● AIM 1
In the reflection on a semester of writing, list every word or passage set inside quotation marks, leaving out the titles of works.
● AIM 2
Write what comes next in the reflection on a semester of writing, starting after its final sentence.

I grew up hearing my mom say, “every mind is a world all its own.” As I worked, learned, and grew through the course of this semester (specifically this class), I have realized more and more how much truth is in those words. In the process of creating my own online presence, I’ve come to find that people consume digital information differently. What I learned about myself as a writer, then, is that as long as I exercise my authentic voice, I will find an audience who appreciates that voice.

In line with this idea of an authentic self, I call upon James E. Porter’s words from “Recovering Delivery for Digital Rhetoric”: “The sincerity of one’s commitment to the appropriate coordination of one’s thoughts, feelings, and bodily expressions are important to rhetorical effect” (209). In channeling this “authentic self,” I am myself a rhetorical being. From this perspective, I feel like how I say something is just as important, if not more, than what I say. I also find that Jean Baudrillard’s “The Precession of Simulacra,” while complicated, is one of the more interesting texts I engaged with this semester. Baudrillard writes, “Something has disappeared: the sovereign difference, between one and the other, that constituted the charm of abstraction” (2). Especially in this current sociopolitical climate, I think it is of particular importance to study how the lines between “reality” and “abstraction” become blurred, especially when that blurring occurs online. Perhaps more than anything else, this is knowledge that I want to continue working with beyond the scope of this semester.

● SUPPLIED INFORMATION
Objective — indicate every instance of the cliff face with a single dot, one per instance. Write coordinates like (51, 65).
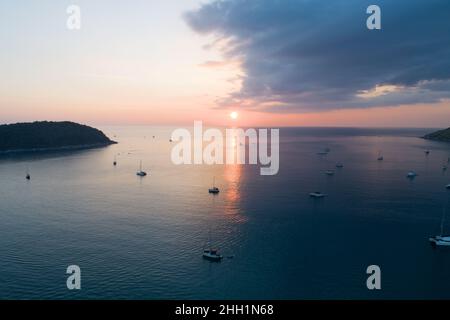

● EXERCISE RESULT 1
- "every mind is a world all its own."
- "The sincerity of one's commitment to the appropriate coordination of one's thoughts, feelings, and bodily expressions are important to rhetorical effect"
- "authentic self,"
- "Something has disappeared: the sovereign difference, between one and the other, that constituted the charm of abstraction"
- "reality"
- "abstraction"

● EXERCISE RESULT 2
Focusing back on the scope of this semester, I am pleased to report that I feel like I was able to work with all of the concepts that I initially wanted to focus on in the course. I would say that I had the most success exploring visual elements in online rhetoric (my Instagram and website project, respectively, work with this) and developing my “on demand” creativity (again, my Instagram and website project allowed me to work with this). Also, I can happily report that there isn’t anything that I feel like I wanted to learn but didn’t get a chance to, especially since I didn’t really have any expectations of what I would learn going into the course. “New media” was such a broad term that I just committed to being along for the ride from the git-go.

And what a great ride it has been.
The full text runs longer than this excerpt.